Can you identify every line in the records that contains the string "logo", with case counting, and copy each of those lines?

--- start ITEMS ---

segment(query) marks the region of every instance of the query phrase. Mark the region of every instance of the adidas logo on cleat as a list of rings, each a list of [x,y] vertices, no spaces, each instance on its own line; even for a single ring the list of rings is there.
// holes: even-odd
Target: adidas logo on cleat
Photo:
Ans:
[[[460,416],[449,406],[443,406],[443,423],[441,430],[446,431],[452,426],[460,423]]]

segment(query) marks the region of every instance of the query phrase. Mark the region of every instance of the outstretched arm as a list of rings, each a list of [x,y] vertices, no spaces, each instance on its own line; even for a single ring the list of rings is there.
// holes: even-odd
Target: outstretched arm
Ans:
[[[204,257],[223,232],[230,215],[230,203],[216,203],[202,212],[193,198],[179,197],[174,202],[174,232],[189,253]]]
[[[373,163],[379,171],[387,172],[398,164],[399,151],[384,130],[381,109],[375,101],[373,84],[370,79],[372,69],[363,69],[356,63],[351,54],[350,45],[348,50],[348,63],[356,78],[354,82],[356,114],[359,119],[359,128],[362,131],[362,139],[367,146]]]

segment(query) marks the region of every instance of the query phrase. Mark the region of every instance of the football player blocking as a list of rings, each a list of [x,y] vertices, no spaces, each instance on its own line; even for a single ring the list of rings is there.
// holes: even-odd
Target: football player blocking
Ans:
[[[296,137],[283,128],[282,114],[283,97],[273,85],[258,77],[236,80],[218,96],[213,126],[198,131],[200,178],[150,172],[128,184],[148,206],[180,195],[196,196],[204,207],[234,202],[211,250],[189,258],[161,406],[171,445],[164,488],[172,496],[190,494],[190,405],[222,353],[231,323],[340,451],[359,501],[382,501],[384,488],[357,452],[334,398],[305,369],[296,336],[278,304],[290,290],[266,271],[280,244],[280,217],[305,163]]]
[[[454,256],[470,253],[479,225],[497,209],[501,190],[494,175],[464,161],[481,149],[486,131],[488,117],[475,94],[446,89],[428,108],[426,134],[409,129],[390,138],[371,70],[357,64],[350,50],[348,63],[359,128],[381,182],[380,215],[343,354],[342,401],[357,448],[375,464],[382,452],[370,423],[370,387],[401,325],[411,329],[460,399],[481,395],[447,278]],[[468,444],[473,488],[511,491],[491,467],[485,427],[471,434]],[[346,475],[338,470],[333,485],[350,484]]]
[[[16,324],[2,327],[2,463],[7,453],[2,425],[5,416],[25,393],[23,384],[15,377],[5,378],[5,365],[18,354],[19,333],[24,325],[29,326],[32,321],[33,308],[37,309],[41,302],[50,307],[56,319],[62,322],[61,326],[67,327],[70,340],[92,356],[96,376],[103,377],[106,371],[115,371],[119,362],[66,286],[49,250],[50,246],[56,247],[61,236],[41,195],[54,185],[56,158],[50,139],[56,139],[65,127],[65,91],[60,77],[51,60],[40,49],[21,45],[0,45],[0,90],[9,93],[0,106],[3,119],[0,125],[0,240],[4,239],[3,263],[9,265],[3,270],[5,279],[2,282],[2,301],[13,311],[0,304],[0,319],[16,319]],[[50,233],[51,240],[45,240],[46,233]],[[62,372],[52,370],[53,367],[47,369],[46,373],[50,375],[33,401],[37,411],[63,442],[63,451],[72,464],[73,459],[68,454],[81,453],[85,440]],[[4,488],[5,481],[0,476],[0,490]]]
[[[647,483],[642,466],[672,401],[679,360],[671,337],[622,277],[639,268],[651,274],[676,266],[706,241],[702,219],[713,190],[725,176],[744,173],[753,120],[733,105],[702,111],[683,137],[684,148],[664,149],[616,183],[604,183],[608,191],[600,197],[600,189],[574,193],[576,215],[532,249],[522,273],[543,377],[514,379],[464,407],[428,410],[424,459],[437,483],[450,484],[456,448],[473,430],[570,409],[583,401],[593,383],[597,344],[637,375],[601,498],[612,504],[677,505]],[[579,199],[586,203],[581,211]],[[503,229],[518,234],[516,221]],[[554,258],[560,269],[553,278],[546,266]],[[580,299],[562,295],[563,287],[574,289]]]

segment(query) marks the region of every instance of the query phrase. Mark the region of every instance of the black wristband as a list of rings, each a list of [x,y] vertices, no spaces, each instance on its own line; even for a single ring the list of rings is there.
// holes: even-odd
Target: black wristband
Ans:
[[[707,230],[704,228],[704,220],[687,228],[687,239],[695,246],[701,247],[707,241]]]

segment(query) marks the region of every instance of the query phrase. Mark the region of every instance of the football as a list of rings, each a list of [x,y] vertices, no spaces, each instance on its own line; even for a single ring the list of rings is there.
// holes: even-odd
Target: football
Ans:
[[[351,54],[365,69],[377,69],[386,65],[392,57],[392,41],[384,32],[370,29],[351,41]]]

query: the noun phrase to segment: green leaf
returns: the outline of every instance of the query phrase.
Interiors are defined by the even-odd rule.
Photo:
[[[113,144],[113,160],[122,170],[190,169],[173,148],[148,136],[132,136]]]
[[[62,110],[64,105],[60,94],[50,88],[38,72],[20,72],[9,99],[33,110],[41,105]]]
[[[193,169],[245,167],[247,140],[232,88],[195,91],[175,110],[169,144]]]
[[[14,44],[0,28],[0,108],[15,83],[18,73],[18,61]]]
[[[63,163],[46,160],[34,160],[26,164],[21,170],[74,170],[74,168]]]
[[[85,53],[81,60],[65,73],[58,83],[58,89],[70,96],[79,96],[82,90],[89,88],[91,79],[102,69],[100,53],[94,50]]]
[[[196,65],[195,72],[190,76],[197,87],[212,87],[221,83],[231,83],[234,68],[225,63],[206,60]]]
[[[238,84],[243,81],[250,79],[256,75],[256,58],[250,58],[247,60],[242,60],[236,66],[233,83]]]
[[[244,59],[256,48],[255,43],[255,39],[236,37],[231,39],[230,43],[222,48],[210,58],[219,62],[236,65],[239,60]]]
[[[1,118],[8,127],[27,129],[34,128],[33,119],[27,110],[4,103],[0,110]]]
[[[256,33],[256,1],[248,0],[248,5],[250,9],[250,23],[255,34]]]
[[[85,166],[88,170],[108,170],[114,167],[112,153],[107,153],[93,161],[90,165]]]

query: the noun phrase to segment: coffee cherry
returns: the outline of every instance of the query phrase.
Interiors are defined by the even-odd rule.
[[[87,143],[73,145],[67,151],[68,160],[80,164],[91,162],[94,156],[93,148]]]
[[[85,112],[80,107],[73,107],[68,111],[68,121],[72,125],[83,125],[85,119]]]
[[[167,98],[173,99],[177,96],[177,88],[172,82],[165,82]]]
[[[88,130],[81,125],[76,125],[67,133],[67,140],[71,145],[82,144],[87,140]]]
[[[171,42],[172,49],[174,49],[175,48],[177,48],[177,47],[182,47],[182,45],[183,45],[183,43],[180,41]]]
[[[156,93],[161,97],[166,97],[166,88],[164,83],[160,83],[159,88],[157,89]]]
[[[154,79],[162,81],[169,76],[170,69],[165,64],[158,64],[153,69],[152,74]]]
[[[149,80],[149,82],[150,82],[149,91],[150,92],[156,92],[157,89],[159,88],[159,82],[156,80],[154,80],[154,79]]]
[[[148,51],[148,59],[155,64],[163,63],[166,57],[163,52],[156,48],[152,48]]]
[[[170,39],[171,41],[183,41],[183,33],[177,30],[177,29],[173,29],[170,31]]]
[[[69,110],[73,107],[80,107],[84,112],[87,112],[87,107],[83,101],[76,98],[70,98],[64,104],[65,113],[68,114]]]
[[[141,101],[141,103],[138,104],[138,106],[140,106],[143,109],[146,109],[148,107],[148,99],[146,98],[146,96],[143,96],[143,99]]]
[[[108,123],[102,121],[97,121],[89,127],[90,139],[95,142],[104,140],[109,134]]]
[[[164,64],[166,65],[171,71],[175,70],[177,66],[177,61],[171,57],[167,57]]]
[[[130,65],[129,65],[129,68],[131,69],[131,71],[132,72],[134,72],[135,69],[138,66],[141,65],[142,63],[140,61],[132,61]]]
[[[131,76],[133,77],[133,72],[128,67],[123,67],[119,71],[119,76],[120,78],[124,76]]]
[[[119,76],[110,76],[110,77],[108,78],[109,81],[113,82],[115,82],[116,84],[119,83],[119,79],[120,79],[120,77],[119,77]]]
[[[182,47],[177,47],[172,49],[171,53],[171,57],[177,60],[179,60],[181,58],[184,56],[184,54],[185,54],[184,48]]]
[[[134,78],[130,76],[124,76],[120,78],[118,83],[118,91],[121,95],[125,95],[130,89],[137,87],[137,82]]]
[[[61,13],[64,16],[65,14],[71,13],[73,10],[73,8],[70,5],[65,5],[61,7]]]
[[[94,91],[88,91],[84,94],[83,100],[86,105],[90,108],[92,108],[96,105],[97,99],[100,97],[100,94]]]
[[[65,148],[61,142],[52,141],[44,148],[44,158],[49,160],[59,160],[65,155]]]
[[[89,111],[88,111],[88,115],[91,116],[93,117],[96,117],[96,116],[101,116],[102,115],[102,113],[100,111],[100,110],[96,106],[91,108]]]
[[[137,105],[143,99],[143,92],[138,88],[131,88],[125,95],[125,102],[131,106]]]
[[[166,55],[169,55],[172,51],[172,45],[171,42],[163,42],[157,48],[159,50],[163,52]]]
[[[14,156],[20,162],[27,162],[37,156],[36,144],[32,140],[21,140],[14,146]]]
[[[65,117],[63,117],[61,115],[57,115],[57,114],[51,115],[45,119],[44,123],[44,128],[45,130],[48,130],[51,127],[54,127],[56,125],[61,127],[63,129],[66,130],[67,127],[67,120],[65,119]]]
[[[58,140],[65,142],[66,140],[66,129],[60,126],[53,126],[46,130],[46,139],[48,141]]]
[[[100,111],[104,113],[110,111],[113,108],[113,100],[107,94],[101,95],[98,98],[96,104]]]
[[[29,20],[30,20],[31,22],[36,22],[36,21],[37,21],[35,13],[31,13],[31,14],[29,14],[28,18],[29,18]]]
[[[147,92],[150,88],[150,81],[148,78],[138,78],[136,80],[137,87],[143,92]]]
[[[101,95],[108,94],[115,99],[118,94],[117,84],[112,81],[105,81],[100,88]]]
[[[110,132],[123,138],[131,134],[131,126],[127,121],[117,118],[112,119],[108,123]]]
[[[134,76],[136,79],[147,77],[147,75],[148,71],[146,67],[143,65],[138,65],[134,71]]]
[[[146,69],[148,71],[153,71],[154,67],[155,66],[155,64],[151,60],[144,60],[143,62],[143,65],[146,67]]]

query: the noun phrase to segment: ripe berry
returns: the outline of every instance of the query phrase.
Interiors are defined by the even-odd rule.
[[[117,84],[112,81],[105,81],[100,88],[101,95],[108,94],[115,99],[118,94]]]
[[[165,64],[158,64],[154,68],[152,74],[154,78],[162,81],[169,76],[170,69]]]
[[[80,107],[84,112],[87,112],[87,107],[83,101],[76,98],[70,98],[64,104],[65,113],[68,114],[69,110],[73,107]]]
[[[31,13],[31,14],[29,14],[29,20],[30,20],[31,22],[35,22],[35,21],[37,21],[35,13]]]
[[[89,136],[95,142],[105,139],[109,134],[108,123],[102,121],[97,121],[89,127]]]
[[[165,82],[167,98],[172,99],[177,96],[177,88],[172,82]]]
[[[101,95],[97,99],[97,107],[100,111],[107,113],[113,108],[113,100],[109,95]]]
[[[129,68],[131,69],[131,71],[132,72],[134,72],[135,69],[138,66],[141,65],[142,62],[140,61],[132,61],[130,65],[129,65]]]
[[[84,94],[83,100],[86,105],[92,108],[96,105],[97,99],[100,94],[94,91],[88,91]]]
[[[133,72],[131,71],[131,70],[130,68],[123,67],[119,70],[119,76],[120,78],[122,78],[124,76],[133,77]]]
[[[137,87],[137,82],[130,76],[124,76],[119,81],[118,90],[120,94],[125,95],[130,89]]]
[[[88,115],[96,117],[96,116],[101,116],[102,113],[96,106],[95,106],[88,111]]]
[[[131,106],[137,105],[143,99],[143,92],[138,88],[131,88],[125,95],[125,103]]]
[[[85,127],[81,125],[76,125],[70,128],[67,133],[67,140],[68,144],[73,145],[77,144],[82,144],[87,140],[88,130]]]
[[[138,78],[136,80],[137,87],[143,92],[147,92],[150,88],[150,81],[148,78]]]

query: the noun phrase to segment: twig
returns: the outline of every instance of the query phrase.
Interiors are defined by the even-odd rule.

--- end ITEMS ---

• **THE REPLY**:
segment(query) marks the region of every instance of the query phrase. Mark the region of every instance of the adidas logo on cleat as a list of rings, each a list of [x,y] vertices, no spaces, each instance on its own line; even for a single ring the list of rings is there.
Target: adidas logo on cleat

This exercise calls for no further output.